Selbst ausprobieren: Schreiben Sie aus dem Artikel über den Film „Die Dinge des Lebens“ die Passage von „Arte erinnert mit“ bis einschließlich „im selben Atemzug.“ wortgetreu ab.

Quelldokument:
####################
Arte erinnert mit einem der schönsten Filme des Schauspielers an Michel Piccoli: „Die Dinge des Lebens“ erzählt, wie ein Mann sich von seiner Geliebten trennen und ihr ganz nah sein möchte – und das im selben Atemzug.
Stuttgart - Glück braucht keine Worte. Vielleicht verträgt es sie nicht einmal. Unglück aber will ausdiskutiert sein. Oder: mit dem richtigen Wort vertrieben. So, wie der am 12. Mai verstorbene Michel Piccoli in Claude Sautets „Die Dinge des Lebens“ den Architekten Pierre Bérard spielt, möchte man sein: ein Kommunikator für Glückszeiten, fähig, mit dem Gesicht alles zu sagen. Er liebe sie, weil sie alt und hässlich sei, neckt Pierre Helene (Romy Schneider), für die er seine Familie verlassen hat. Ein paar Fältchen um Mund und Augen formen sich in der Magie des Verliebtseins zu gut lesbaren Runen: „Alles wäre nichts ohne dich.“
Das Herz eines Bigamisten
Doch Claude Sautet hat 1970 keinen Film über Glückszeiten gedreht. Pierre liebt Helene, aber er hängt noch an seiner Frau Catherine, will weiter eine Rolle spielen im Leben seines Sohnes, will all die Erinnerungen an die Ehejahre nicht als Kilometermarken eines langen Irrwegs neu bewerten müssen. Im Gegenteil, er will weiter gemeinsame Zeit im Ferienhaus und beim Segeln, will weiter die Essen mit den alten Freunden und vielleicht sogar wieder einen Familienhund. So hat das mit Helene ja schon angefangen, zeigt uns der Film in einer von vielen Rückblenden: Pierre hat Helene nicht an einem Tiefpunkt seiner Ehe kennengelernt, sondern im Familienurlaub mitten im Glück. Wahrscheinlich hat dieser Mann das Herz eines aufrechten Bigamisten und möchte mit beiden Frauen selig leben.
####################
Aufgelistete Daten:
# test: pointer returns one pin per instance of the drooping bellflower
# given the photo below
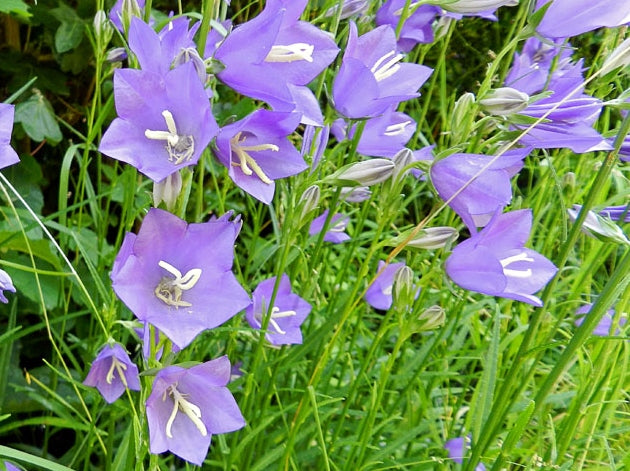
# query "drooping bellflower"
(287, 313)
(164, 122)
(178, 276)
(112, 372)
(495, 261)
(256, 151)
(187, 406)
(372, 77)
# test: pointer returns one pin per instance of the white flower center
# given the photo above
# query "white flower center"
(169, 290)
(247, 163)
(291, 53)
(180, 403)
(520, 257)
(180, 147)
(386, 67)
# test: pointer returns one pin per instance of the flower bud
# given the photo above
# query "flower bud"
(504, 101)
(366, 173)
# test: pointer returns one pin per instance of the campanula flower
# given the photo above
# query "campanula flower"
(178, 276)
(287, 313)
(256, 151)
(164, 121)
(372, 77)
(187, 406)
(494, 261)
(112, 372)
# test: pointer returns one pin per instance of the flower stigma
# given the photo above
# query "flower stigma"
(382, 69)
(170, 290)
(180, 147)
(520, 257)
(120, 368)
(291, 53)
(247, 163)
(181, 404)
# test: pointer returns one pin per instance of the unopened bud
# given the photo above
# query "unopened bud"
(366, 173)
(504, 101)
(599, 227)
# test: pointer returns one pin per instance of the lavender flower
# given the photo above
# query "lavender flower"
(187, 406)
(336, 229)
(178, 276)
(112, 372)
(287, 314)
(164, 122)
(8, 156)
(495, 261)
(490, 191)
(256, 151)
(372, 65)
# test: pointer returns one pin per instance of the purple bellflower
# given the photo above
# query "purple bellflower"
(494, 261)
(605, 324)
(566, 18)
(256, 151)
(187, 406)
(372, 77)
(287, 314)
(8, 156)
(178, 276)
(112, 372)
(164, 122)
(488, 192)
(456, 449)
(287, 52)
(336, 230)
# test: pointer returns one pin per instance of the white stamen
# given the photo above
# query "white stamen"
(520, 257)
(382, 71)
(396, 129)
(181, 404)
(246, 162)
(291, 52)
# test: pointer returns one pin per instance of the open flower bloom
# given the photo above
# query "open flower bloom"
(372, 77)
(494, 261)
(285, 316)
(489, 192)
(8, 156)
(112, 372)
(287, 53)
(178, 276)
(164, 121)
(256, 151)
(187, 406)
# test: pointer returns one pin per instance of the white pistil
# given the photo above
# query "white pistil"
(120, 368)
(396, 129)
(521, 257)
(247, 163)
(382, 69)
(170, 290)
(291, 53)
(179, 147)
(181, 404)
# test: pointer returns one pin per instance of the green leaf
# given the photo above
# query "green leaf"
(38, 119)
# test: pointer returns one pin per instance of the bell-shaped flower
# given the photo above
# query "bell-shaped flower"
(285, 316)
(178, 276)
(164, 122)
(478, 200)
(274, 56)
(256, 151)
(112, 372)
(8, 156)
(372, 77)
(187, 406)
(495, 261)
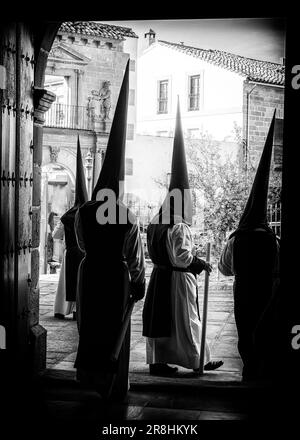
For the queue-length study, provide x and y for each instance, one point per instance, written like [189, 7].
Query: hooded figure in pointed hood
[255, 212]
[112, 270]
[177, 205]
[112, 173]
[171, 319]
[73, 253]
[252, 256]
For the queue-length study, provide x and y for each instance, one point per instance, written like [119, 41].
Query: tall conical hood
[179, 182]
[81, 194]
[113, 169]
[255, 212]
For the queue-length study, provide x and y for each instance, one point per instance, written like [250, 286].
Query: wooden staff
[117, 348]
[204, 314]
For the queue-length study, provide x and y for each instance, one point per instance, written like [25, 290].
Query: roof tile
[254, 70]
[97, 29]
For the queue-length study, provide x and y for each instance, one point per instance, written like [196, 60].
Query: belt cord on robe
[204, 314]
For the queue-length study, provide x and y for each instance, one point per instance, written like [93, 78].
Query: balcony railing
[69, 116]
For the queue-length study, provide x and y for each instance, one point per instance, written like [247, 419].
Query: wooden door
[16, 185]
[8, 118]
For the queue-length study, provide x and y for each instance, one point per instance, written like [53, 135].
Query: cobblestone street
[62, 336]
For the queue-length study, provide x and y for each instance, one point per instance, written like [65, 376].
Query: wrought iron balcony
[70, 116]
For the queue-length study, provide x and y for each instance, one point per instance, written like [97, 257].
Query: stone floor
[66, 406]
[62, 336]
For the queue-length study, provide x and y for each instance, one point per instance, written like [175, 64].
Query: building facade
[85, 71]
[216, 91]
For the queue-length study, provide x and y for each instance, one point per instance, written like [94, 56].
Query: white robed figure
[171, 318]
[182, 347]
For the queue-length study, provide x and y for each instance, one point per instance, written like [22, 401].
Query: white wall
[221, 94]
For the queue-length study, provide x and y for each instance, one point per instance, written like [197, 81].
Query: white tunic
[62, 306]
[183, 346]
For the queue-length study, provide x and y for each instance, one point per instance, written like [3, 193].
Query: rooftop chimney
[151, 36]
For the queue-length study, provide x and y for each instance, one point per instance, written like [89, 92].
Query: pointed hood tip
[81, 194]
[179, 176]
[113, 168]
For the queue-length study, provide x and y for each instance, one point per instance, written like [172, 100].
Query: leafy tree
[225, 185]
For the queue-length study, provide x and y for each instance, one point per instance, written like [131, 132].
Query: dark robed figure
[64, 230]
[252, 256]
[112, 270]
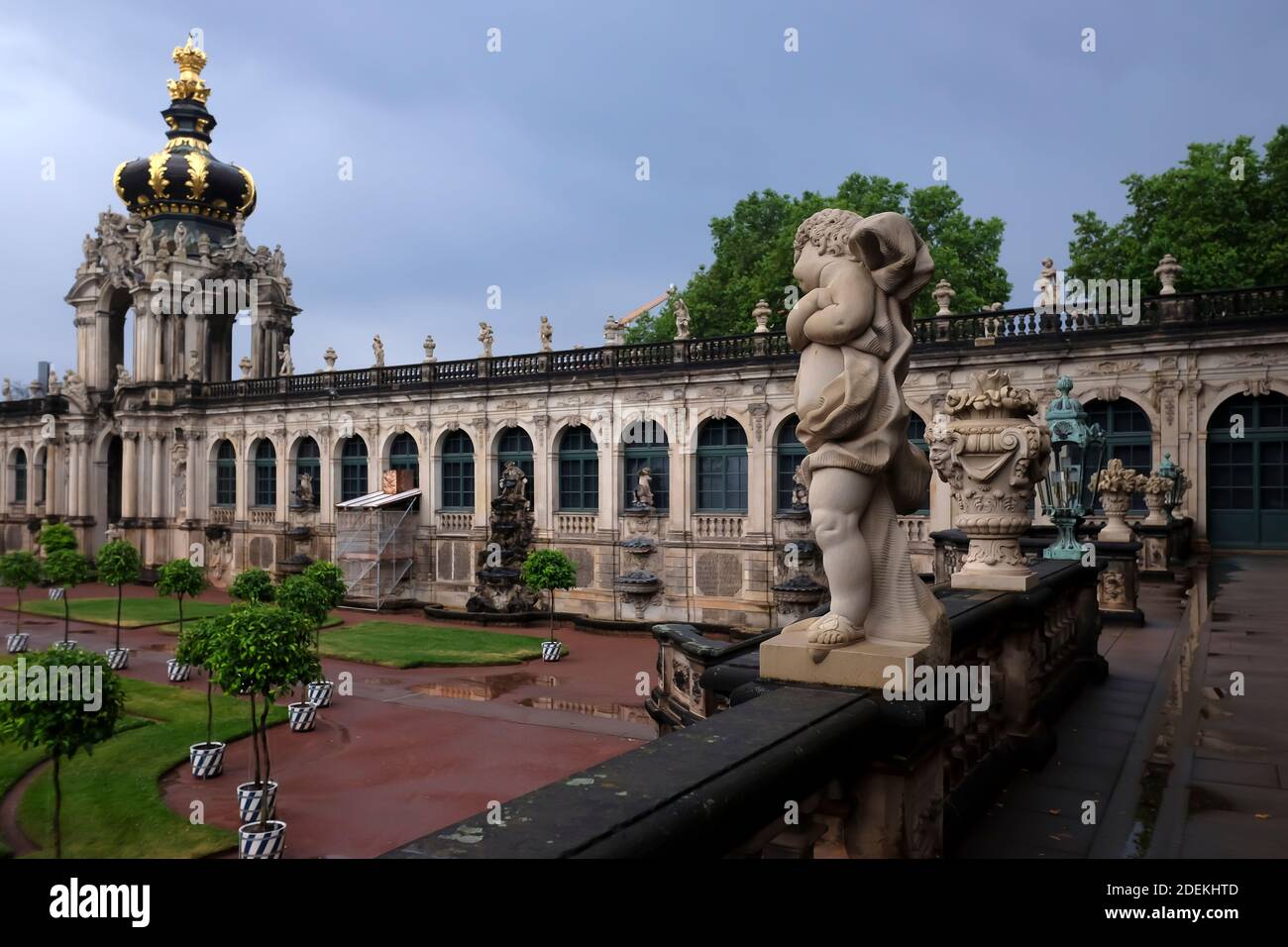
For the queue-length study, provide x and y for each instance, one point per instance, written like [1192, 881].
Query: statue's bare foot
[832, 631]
####################
Schriftliche Antwort:
Arte erinnert mit einem der schönsten Filme des Schauspielers an Michel Piccoli: „Die Dinge des Lebens“ erzählt, wie ein Mann sich von seiner Geliebten trennen und ihr ganz nah sein möchte – und das im selben Atemzug.